# What is expected
Give the records again word for word. Leave every picture out.

******

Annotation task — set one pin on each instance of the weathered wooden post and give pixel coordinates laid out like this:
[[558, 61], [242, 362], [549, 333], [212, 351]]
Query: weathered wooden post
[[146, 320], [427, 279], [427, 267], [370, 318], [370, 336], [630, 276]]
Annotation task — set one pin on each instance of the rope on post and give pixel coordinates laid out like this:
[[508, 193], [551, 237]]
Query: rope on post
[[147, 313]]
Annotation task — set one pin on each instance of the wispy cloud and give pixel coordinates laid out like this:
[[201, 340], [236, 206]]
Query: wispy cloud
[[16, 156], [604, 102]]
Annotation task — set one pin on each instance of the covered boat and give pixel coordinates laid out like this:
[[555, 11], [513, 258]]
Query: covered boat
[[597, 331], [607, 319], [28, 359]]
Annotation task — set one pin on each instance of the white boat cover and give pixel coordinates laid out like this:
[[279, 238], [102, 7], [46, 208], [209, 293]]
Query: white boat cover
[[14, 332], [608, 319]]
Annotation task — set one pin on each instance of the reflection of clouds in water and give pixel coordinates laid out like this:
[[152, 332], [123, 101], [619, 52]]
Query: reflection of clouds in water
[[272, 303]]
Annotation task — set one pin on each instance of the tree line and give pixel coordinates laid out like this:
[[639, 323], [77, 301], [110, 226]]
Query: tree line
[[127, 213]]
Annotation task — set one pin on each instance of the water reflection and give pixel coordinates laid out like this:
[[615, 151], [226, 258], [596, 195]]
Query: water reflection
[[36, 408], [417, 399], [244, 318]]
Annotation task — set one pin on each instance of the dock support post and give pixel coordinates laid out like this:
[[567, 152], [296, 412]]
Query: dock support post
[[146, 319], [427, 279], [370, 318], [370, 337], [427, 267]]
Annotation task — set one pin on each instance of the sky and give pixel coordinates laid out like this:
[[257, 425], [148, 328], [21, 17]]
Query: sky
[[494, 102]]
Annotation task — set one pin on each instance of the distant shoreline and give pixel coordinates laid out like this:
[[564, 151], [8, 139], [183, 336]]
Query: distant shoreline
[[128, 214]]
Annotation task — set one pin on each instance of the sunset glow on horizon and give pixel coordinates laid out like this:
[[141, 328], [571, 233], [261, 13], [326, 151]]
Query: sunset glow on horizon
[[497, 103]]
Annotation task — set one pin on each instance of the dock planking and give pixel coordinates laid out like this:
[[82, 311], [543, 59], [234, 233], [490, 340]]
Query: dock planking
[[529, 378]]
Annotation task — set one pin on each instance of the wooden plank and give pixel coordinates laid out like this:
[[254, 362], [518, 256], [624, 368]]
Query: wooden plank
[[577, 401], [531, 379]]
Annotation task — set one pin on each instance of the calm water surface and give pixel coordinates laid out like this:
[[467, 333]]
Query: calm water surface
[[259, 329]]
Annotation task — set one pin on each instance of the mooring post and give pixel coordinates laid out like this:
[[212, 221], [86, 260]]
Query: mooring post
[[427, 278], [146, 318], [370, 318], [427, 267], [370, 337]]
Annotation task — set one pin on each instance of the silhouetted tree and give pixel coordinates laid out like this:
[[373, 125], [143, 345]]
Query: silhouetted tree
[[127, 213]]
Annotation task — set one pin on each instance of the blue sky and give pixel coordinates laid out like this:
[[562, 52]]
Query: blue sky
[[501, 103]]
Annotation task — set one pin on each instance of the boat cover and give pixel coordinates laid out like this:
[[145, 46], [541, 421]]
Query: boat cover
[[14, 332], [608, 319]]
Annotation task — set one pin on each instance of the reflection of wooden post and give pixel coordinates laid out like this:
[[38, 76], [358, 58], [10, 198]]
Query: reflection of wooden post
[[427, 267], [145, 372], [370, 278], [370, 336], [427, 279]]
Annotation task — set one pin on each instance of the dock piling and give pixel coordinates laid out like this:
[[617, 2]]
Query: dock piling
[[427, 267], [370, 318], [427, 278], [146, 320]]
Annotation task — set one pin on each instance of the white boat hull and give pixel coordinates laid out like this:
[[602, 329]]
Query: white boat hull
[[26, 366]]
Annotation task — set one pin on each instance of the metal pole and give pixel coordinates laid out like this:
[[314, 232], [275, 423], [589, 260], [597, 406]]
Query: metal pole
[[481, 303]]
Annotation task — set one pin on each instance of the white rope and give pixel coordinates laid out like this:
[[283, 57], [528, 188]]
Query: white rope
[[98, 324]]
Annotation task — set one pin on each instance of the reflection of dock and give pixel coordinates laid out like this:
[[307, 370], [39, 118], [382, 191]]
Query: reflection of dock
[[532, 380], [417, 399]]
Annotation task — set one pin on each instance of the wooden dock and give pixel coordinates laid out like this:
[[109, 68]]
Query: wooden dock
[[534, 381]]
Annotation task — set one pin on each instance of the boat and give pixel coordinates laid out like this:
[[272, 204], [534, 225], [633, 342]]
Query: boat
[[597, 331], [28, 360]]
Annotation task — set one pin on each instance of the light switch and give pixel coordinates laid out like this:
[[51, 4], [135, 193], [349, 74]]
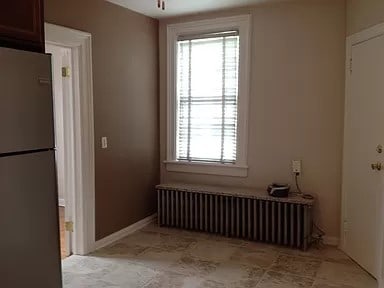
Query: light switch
[[104, 142], [296, 166]]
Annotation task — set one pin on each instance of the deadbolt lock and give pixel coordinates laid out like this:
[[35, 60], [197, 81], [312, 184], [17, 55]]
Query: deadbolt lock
[[377, 166]]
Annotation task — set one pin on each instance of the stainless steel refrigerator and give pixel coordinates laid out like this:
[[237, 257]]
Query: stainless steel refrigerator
[[29, 225]]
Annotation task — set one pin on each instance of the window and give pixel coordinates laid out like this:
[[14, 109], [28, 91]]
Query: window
[[208, 95]]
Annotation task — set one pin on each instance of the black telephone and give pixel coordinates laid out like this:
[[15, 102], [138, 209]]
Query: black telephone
[[278, 190]]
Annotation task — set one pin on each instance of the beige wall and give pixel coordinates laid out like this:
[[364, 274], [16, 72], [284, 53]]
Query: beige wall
[[125, 74], [362, 14], [296, 100]]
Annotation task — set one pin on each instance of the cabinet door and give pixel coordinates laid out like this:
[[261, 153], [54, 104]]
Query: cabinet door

******

# Answer to this task
Annotation task — set one pin on each instance of the weathered wooden post and give pixel coordinates laid out like this:
[[558, 61], [242, 362], [549, 333], [212, 351]]
Query: weathered wooden post
[[146, 320], [427, 279], [427, 267], [370, 318], [370, 336], [630, 276]]
Annotation task — set one pin on each instance of the rope on post and give pixel coordinates laid out like this:
[[508, 193], [551, 237]]
Query: rope on post
[[147, 313]]
Annotation task — set one pin on each instance of the wispy cloud and give pixel coordinates laid out like this:
[[201, 340], [236, 206]]
Query: wispy cloud
[[16, 156], [604, 102]]
Annotation task — set one pin on each instance of the covered boat and give pixel coordinates laid out like this:
[[555, 11], [513, 258]]
Query: covered boat
[[597, 331], [607, 319], [28, 359]]
Annotation task — set one pin on each instance of the white boat cover and give pixel coordinates laid out like this:
[[279, 238], [102, 7], [46, 208], [209, 293]]
Query: white boat cover
[[14, 332], [608, 319]]
Annotation task — set one pin on each instance of the reflection of clouds in water and give pixel coordinates laid out like this:
[[152, 332], [123, 101], [619, 52]]
Query: reflection of clouds in water
[[272, 303]]
Annotation task — set one pin on each instance of the tree line and give pixel coordinates laid out like this:
[[639, 323], [77, 301], [110, 226]]
Query: tree line
[[127, 213]]
Annotation task — set one pin on each instance of the water reflection and give pixel coordinates laid out like this:
[[615, 151], [226, 258], [596, 195]]
Query: water reflection
[[36, 408], [417, 399], [244, 318]]
Annotation task — set one pin on each instance of the dock support post and give pixel coordinates laid out like this:
[[567, 152], [296, 412]]
Query: dock support post
[[146, 319], [427, 279], [370, 318], [370, 337], [427, 267]]
Annotation task — set one pin on each instance of the sky and give pixel coordinates laid out like this:
[[257, 425], [148, 328], [21, 17]]
Query: sky
[[494, 102]]
Annotation task — set one pin on each instance of the distant shoreline and give pixel coordinates laid out like this:
[[564, 151], [8, 139], [183, 336]]
Query: distant shoreline
[[128, 214]]
Annotation task — set one pin on each instance of the sunset glow on horizon and give pixel coordinates laid out like this:
[[141, 328], [571, 233], [261, 13], [326, 151]]
Query: sunset glow on horizon
[[497, 103]]
Annotation task — set one pin on each instance of the dock planking and give pixel coordinates laid out like this:
[[82, 311], [543, 59], [234, 233], [490, 340]]
Query: dock planking
[[529, 378]]
Annotation task — set one pin on each instance of the wooden plank and give pixel coordinates laid out like this:
[[254, 362], [518, 256], [624, 368]]
Query: wooden plank
[[577, 401], [531, 379]]
Annotation task — set one pin on each instance of the calm water surface and give pixel coordinates laid out like this:
[[467, 333]]
Query: calm water surface
[[259, 329]]
Annotation task — set one pin on each instance of the mooring post and give pixel coordinates laid out like this:
[[212, 221], [86, 260]]
Query: mooring post
[[427, 278], [146, 318], [370, 318], [427, 267], [370, 337]]
Annotation task — set one pin on each instance of the silhouetted tree and give pixel coordinates laid out like this:
[[373, 125], [143, 345]]
Query: silhouetted tree
[[127, 213]]
Annotation task — set one pin on each instance of the blue sky and give pixel coordinates laid out like this:
[[562, 52]]
Query: blue sky
[[501, 103]]
Annotation task — set one pin on each instance of the boat cover and give pixel coordinates laid out like this:
[[145, 46], [541, 421]]
Query: boat cover
[[14, 332], [608, 319]]
Annotation task — set one pin on each instance of the reflection of wooden post and give pixel coordinates laid out like this:
[[38, 76], [358, 58], [10, 198]]
Query: reflection of wooden post
[[427, 267], [145, 372], [370, 278], [370, 336], [427, 279]]
Annotation task — set one pin on each instance of the dock piling and give pixel coordinates laid out like this:
[[617, 2]]
Query: dock piling
[[427, 267], [370, 318], [427, 278], [146, 320]]
Annotation task — set one pin on each instance of the white boat hull and give pixel coordinates laid out like this:
[[602, 329]]
Query: white boat hull
[[26, 366]]
Annotation task — set one pin on each instance of the metal pole and give pixel coordinates laid out like this:
[[314, 232], [275, 423], [589, 260], [597, 406]]
Query: metal pole
[[481, 303]]
Annotation task — set one pin on each instance of the white rope and give pixel coordinates laid out like this:
[[283, 57], [528, 188]]
Query: white rope
[[98, 324]]
Annotation task — set one pin on each instance of the reflection of dock and give pixel coordinates laid out like this:
[[307, 370], [39, 118], [382, 191]]
Query: reflection of dock
[[532, 380], [417, 399]]
Annotation task — set one pin on each instance of the wooden dock and give pixel coordinates laid out like this:
[[109, 68]]
Query: wooden dock
[[534, 381]]
Annotation task — set one pin on each instance of the boat and give pixel coordinates laid out like this:
[[272, 204], [534, 225], [633, 342]]
Query: boat
[[597, 331], [28, 360]]
Annotation task — set one pin on each instance of the light switch and give pixel coordinates laid out like this:
[[51, 4], [135, 193], [349, 74]]
Query: light switch
[[104, 142], [296, 166]]
Annotation task — set one pin on each instance of the deadbolt lock and give pixel coordinates laid out like this:
[[35, 60], [197, 81], [312, 184], [17, 55]]
Query: deadbolt lock
[[377, 166]]
Annotation task — set one pin on each instance of the stainless steel refrigerator and give pixel coordinates laid out like this:
[[237, 257]]
Query: stainless steel refrigerator
[[29, 225]]
Annotation task — set one pin on each instance of the window and give pixel coordinates laid out like this:
[[14, 109], [28, 91]]
Query: window
[[208, 95]]
Annotation task — set one pin on each instance of the black telephone and give pixel coordinates laid out like this:
[[15, 102], [138, 209]]
Query: black telephone
[[278, 190]]
Annotation task — set one pin on each instance of the beige wall and give pixel coordinates laid out like this:
[[364, 274], [16, 72], [284, 53]]
Query: beige wall
[[125, 74], [362, 14], [296, 100]]
Annotation task — set one pin on each instance of the cabinet door and give pixel coordinates laid out like this:
[[261, 153], [54, 104]]
Query: cabinet door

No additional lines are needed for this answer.